**Job:** Count the lines in the items below that contain the string "horse", treating uppercase and lowercase as different. Reply with the number only.

Excerpts from a dataset on pointing at objects
◇ ◇ ◇

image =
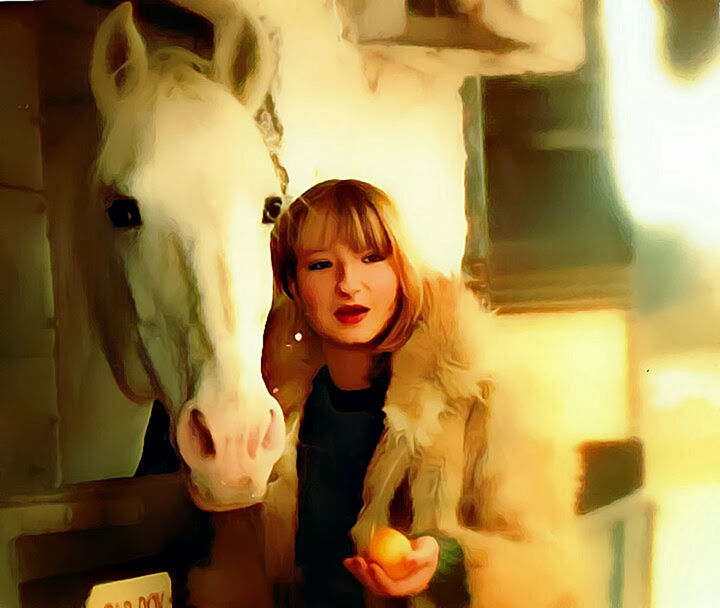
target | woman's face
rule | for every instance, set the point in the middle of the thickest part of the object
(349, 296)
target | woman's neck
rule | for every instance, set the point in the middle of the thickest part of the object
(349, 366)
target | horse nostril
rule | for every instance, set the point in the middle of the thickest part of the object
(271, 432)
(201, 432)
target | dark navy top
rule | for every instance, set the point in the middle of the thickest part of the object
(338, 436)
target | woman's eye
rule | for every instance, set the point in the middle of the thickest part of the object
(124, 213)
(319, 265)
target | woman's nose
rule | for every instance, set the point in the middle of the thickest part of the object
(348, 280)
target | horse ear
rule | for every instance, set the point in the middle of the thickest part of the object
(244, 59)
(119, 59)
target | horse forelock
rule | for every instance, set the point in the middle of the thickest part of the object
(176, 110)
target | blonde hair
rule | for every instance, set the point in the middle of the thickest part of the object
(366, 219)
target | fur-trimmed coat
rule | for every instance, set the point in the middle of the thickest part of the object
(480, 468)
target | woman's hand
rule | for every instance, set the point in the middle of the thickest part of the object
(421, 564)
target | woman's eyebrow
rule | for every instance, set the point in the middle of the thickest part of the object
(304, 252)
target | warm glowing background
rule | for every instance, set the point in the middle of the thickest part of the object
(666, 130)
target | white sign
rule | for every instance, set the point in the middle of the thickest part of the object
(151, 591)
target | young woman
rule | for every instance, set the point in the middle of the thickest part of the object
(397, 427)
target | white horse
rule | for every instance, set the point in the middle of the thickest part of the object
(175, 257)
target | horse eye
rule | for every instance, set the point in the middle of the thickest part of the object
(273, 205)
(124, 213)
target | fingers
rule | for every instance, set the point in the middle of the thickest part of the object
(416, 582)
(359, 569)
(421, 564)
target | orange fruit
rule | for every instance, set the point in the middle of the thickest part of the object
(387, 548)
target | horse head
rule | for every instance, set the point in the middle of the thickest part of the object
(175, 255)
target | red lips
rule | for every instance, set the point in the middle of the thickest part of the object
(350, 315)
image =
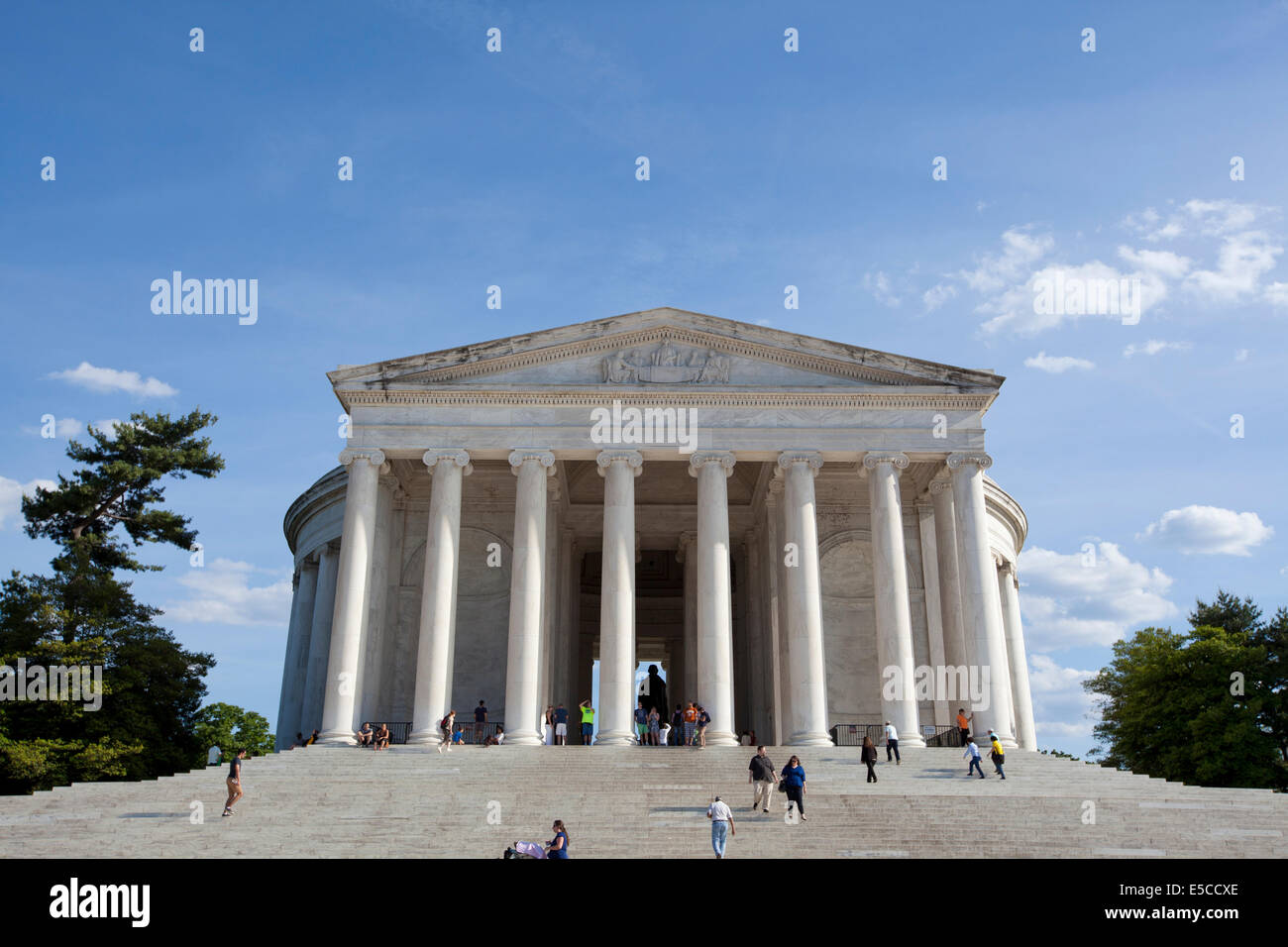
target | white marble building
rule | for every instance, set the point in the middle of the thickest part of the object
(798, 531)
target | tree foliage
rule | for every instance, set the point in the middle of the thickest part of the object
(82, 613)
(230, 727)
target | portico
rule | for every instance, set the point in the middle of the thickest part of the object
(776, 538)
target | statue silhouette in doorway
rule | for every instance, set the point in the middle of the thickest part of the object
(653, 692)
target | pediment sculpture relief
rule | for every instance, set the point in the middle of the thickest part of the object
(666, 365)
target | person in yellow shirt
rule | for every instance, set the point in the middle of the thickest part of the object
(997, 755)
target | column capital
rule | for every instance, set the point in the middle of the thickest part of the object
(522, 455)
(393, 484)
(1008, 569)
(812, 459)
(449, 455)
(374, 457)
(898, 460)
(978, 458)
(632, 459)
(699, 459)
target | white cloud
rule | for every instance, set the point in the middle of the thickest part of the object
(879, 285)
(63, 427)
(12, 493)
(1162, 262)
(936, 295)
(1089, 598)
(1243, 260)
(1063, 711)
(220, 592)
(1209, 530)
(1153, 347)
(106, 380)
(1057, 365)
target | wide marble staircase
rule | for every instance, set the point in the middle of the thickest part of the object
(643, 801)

◇ ◇ ◇

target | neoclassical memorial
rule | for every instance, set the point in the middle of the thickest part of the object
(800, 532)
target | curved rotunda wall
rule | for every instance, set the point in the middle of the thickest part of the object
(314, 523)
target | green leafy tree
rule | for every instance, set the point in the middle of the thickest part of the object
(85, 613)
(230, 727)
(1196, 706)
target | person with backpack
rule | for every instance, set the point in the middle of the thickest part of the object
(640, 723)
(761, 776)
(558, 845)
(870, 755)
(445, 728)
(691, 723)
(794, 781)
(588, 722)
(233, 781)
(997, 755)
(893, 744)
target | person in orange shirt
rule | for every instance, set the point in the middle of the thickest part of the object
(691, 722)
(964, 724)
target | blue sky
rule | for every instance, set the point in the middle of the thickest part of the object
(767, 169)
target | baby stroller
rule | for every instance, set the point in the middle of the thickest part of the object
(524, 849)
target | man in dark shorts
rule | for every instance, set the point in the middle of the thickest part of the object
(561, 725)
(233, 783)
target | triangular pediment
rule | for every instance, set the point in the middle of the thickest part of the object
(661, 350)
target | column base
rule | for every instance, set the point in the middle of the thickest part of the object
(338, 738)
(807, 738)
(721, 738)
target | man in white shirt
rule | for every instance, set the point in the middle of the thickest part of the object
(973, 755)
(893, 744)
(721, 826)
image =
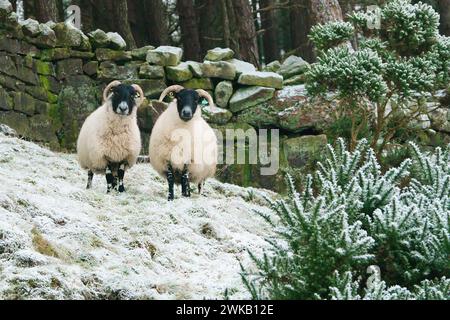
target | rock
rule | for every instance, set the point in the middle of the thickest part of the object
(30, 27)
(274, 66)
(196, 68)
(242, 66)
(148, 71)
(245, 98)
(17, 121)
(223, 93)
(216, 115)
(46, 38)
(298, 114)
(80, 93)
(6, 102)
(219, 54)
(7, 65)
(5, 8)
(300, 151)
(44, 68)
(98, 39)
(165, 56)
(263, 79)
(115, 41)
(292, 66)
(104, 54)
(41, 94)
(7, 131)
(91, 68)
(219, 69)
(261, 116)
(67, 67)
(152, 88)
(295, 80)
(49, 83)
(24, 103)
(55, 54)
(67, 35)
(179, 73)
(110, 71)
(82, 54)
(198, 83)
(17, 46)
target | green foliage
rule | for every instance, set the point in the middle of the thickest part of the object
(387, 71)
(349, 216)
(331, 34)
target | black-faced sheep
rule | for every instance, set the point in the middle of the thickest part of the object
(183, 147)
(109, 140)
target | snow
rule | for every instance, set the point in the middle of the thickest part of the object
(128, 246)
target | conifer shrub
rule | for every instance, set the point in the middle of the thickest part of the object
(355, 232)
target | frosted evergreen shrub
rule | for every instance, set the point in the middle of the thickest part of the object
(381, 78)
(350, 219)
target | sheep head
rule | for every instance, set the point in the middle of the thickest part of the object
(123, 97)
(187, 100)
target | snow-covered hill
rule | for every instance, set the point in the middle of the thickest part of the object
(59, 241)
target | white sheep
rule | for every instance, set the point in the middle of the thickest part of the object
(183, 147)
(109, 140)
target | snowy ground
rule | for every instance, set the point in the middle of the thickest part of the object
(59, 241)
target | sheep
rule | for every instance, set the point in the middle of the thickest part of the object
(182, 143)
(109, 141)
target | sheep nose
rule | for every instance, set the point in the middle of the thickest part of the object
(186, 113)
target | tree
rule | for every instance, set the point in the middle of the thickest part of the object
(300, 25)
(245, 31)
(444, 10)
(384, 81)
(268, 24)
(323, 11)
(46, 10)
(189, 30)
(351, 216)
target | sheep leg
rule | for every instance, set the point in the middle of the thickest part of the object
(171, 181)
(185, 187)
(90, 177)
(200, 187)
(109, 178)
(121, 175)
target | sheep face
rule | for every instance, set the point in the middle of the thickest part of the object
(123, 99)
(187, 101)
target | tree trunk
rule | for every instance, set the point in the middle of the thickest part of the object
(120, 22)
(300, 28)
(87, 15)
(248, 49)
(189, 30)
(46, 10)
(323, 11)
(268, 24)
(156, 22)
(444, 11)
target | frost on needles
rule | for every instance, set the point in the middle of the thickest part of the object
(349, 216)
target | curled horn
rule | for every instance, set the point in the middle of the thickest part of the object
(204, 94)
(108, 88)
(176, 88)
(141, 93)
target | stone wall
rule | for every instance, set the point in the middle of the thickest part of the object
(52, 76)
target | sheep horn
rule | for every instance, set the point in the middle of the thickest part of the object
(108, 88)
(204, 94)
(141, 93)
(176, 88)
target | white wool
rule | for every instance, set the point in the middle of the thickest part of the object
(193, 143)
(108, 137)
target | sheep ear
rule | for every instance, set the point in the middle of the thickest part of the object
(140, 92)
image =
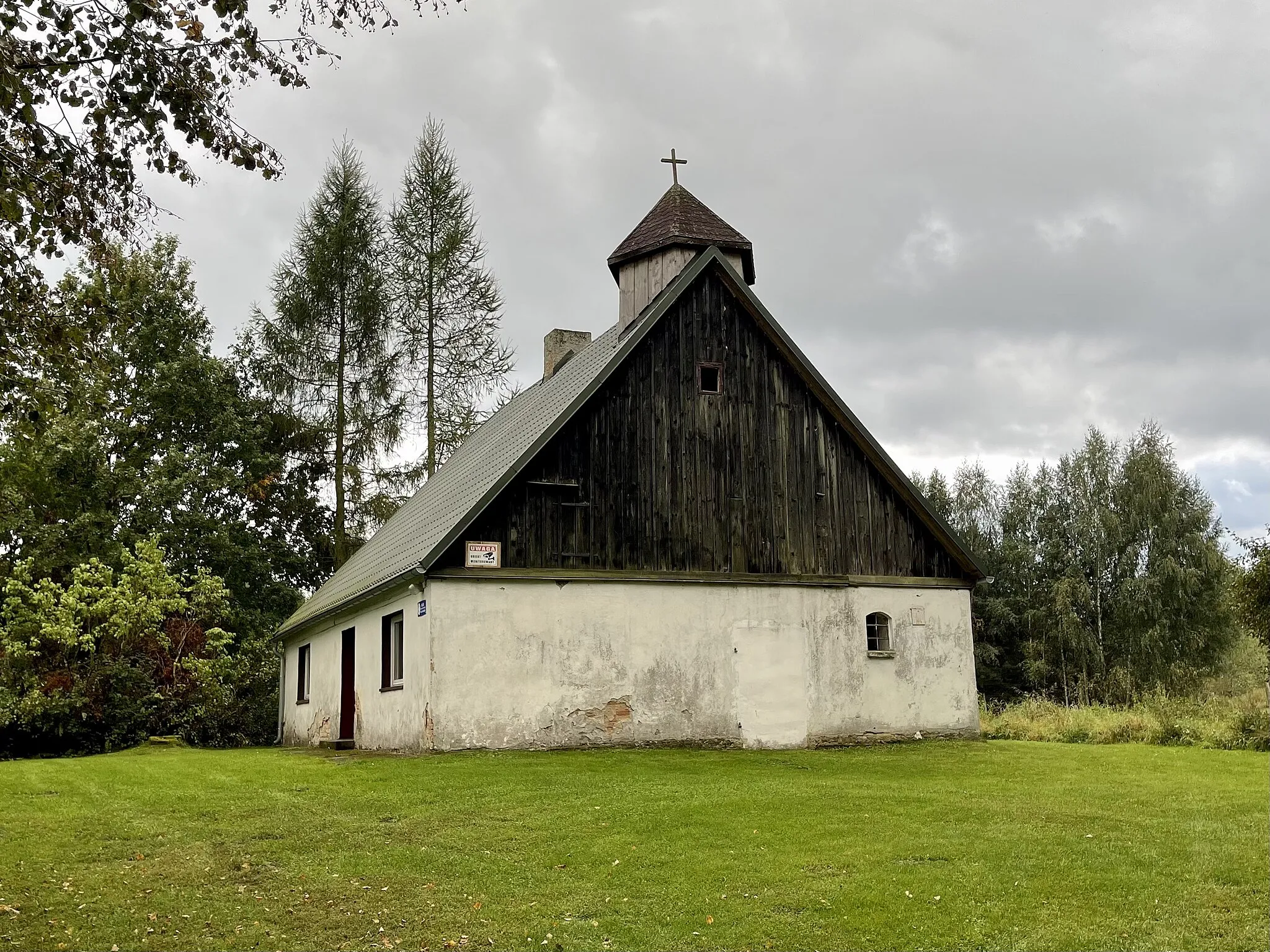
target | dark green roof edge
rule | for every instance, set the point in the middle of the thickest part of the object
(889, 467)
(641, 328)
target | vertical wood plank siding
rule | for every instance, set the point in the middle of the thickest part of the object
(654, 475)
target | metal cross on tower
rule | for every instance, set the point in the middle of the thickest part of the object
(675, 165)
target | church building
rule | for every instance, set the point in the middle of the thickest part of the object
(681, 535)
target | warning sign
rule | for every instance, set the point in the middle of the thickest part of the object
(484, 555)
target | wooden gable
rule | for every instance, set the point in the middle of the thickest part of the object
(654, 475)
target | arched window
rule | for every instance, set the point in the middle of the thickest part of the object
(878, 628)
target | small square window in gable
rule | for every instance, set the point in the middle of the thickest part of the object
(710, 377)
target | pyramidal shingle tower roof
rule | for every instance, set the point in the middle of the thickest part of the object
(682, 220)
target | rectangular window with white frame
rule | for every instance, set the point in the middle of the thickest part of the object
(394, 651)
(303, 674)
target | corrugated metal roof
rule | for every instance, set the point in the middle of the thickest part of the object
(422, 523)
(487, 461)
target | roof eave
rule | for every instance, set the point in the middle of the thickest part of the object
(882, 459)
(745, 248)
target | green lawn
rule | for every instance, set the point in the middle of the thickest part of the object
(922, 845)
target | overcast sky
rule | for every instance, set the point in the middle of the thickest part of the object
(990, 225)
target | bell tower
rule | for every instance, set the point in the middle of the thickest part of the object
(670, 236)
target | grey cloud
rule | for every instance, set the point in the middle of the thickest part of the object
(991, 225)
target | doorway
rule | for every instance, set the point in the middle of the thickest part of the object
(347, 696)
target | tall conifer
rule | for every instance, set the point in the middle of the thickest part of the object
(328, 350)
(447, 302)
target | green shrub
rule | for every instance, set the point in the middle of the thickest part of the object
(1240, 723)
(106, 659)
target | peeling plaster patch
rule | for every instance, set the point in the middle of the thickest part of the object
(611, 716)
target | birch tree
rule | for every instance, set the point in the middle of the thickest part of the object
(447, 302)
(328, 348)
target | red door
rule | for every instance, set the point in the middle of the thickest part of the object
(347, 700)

◇ ◇ ◇

**Result below:** 6